## [WHAT TO PRODUCE]
Starting with the entry line that contains "In this picture, which region holds the low-lying" and going on through the line that contains "[527,281,547,290]", write those lines out again with "misty" swapped for "hazy" and nothing else altered.

* * * * * * * * *

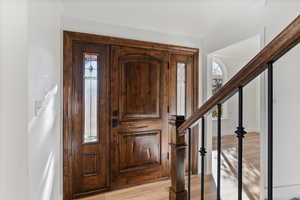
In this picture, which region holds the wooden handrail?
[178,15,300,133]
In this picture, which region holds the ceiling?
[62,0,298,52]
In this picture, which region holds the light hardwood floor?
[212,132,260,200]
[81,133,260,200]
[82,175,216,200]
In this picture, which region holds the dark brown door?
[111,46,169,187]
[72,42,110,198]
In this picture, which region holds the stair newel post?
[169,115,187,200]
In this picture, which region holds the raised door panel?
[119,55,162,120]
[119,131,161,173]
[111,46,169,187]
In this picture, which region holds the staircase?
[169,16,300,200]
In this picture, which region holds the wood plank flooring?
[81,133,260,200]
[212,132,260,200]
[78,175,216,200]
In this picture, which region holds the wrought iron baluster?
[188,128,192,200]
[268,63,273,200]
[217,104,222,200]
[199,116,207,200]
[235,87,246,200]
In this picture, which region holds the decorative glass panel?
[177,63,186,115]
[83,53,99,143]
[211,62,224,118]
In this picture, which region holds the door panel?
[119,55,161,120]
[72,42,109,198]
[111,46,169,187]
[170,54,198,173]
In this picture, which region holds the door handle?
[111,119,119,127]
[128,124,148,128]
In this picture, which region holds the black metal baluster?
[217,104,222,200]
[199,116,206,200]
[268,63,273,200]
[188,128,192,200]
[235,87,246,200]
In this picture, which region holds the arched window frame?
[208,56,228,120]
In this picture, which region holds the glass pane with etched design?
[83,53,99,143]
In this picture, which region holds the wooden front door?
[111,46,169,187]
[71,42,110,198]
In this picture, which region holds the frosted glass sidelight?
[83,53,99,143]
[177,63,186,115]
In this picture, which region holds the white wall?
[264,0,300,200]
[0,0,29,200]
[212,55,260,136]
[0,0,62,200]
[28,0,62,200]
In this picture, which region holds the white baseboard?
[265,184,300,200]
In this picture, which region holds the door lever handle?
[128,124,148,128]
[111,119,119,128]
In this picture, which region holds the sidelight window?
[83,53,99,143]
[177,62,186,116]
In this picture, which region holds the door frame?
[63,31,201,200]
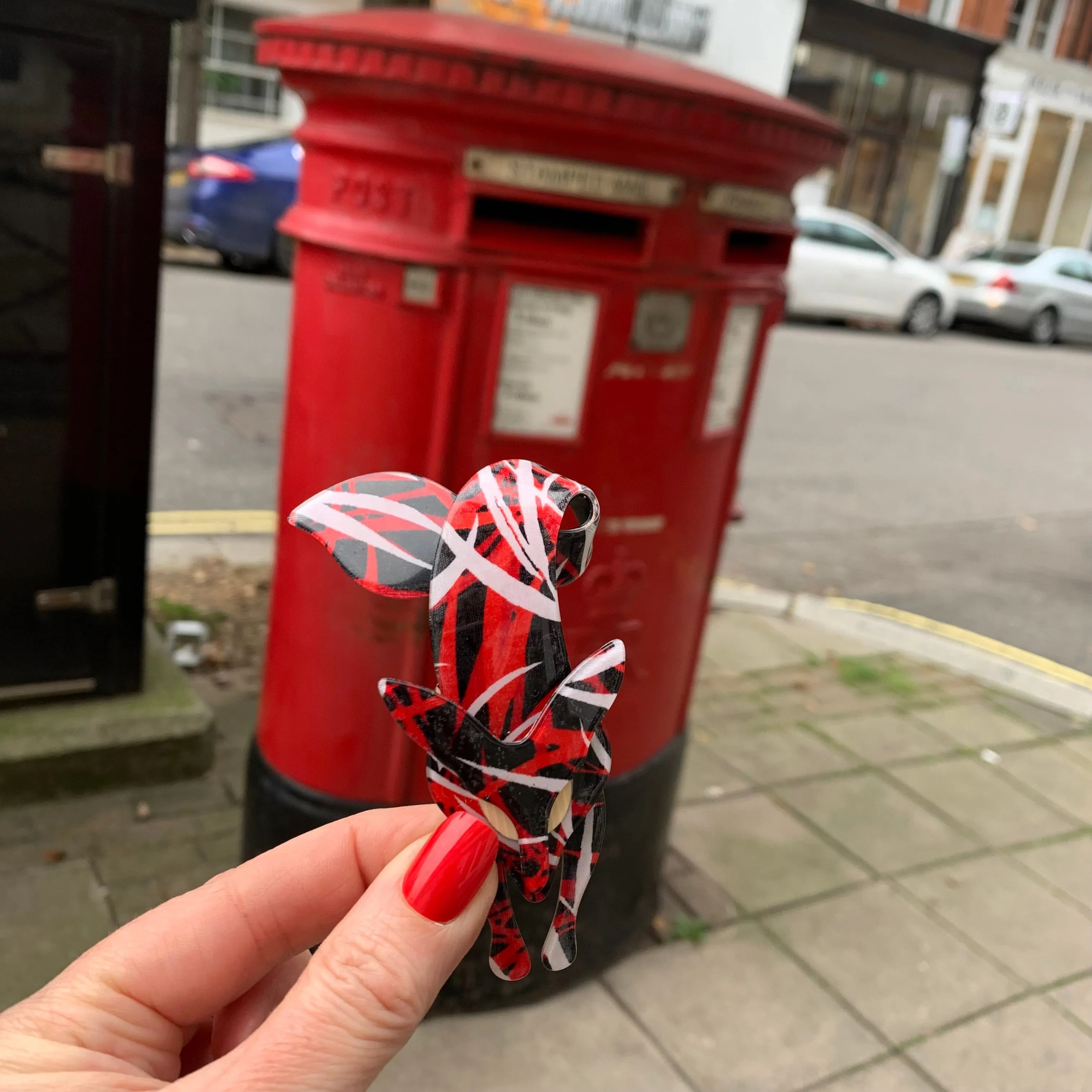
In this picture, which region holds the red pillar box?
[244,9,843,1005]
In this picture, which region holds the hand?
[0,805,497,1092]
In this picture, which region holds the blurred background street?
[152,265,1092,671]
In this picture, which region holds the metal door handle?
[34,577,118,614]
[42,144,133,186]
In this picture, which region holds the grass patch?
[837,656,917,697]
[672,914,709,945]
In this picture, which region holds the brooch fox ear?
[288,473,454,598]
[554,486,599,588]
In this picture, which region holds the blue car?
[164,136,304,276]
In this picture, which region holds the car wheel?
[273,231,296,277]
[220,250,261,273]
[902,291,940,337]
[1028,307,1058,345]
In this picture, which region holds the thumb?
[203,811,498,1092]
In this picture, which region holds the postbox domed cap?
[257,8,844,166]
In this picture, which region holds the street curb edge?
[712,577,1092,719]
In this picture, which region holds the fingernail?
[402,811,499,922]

* * * * * * * * *

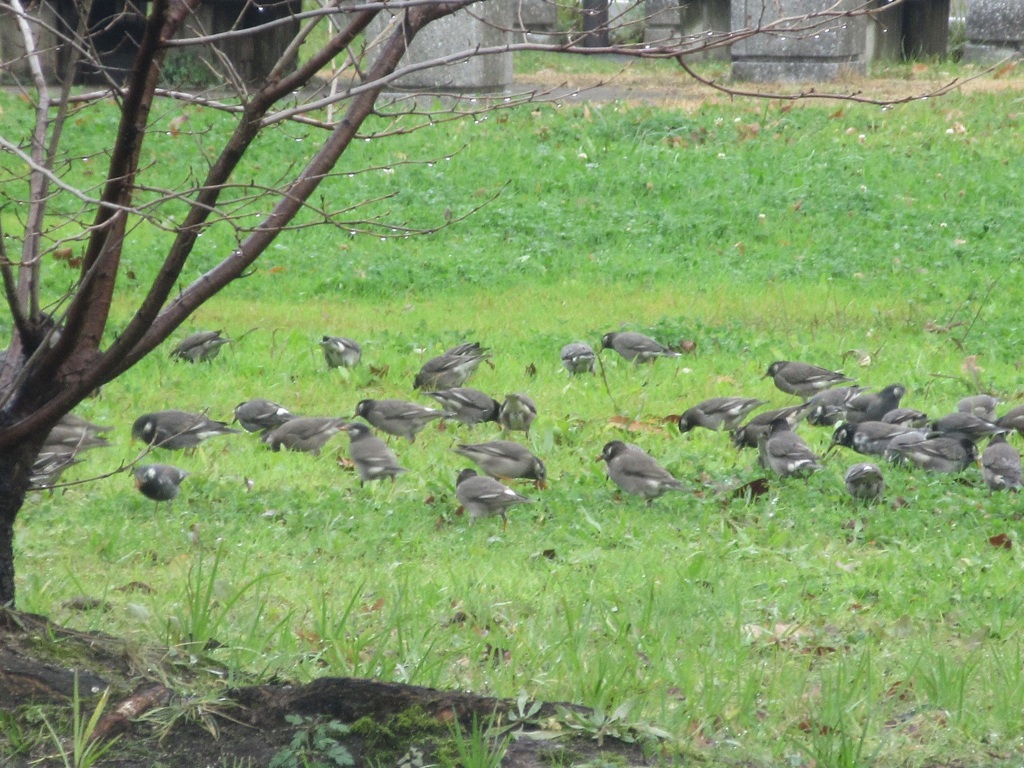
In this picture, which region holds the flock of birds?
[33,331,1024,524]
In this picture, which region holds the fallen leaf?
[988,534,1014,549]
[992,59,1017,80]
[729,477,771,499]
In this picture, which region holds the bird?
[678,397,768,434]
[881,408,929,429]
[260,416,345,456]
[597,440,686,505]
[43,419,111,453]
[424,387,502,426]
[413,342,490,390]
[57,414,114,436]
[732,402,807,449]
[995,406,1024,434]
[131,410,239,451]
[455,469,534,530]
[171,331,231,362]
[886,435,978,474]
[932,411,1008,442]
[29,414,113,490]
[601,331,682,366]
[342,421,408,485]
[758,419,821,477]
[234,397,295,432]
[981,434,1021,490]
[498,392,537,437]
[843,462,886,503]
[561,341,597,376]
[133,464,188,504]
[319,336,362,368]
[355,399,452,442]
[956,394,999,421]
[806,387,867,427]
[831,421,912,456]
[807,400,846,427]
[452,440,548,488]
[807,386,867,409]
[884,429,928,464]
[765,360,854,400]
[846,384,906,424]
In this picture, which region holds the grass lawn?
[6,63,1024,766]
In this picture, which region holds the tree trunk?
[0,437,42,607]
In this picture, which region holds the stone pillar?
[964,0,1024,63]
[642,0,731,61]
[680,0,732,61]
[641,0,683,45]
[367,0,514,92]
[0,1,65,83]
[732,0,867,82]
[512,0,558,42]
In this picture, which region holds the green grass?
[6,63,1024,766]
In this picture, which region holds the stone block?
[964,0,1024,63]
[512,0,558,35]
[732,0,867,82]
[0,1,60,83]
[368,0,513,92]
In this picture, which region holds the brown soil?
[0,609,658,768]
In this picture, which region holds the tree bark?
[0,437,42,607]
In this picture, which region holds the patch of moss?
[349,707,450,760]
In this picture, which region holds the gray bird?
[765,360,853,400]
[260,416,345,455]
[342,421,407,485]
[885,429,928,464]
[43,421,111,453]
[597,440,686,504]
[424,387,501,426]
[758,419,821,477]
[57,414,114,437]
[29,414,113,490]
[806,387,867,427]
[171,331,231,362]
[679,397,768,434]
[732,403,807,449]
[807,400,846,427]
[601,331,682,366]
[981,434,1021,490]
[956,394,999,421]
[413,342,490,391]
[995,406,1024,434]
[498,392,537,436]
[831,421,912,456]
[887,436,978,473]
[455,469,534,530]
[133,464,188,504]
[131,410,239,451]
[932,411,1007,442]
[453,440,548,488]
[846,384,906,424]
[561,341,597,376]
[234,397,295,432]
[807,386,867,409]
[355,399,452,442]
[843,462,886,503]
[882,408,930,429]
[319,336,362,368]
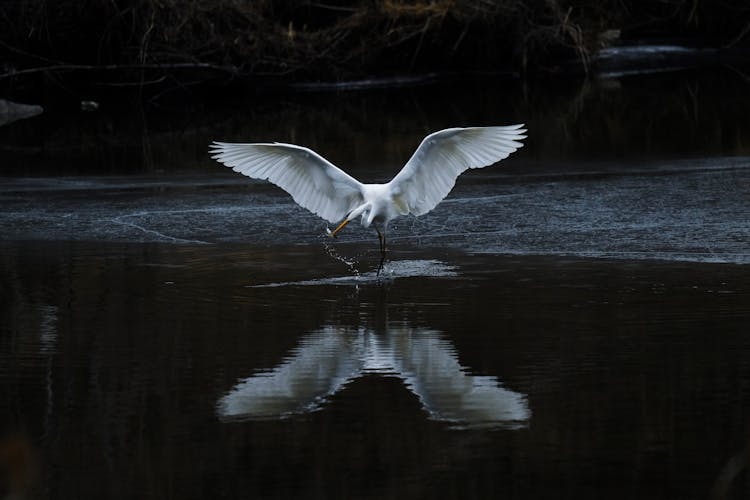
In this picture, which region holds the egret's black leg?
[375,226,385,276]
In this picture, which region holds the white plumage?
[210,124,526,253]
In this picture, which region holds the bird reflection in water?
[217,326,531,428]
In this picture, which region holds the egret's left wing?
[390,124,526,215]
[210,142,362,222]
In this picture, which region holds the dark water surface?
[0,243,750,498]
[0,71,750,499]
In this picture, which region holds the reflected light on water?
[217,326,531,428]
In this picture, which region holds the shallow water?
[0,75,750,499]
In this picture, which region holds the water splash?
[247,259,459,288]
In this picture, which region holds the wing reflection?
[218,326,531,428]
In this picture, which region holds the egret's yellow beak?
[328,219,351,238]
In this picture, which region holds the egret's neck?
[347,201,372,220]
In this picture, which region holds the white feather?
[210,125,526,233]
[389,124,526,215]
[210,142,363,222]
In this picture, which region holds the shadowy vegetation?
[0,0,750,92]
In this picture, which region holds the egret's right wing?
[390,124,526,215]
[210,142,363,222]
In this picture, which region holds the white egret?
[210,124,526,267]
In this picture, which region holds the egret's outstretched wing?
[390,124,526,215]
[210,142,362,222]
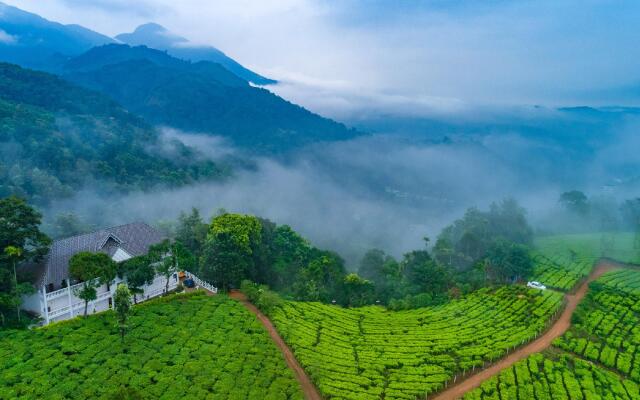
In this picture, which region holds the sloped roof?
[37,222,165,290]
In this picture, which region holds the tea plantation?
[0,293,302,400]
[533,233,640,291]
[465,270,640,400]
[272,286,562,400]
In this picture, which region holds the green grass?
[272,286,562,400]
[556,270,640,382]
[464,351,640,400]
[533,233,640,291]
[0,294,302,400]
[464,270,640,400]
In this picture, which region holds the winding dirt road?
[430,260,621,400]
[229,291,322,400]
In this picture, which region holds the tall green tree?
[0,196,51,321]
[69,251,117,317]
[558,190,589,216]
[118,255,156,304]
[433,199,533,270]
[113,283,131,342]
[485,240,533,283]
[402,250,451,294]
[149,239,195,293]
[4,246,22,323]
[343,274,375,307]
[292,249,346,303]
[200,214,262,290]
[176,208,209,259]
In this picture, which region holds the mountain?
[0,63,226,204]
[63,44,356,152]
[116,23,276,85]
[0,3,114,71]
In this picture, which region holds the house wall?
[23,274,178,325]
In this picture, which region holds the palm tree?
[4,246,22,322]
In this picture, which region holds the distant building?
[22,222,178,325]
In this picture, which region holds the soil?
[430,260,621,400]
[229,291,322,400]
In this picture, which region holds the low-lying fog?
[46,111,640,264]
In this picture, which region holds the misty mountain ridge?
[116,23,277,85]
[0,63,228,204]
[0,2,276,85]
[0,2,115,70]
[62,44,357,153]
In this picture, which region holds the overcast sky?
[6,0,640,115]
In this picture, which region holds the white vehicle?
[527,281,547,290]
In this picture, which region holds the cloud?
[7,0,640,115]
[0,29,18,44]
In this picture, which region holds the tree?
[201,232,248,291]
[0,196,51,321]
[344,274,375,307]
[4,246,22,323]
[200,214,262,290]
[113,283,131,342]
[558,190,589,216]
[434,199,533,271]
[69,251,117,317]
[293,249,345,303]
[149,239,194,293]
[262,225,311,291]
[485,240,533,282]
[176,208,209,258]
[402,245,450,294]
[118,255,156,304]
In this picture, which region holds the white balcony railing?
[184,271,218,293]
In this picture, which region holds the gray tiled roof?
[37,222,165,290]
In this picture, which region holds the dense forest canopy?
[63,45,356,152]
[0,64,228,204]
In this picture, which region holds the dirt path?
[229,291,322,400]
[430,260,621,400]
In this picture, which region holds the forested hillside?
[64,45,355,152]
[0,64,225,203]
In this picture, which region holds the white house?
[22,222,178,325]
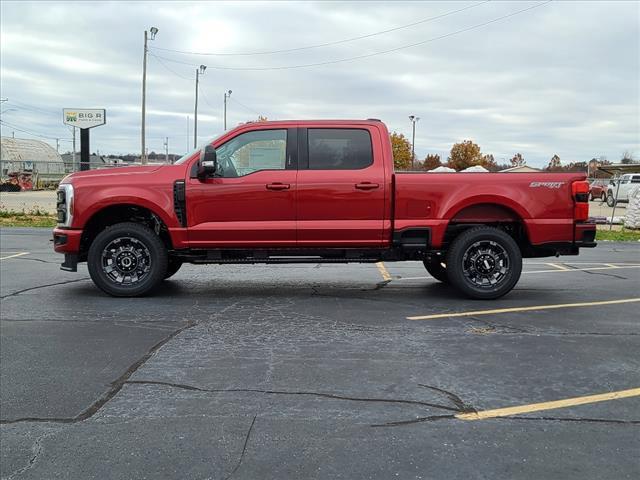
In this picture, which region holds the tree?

* * * * * * * * *

## [COMPLETE OUTPUT]
In this picture, which region holds the low-lying fog?
[46,111,640,264]
In this picture, which region holds the hazy mountain ridge?
[116,23,277,85]
[0,63,228,204]
[0,2,276,85]
[0,2,115,70]
[62,44,357,153]
In this picture, which region holds the overcast sky?
[6,0,640,115]
In this picture, which region holds the white vehicle?
[527,281,547,290]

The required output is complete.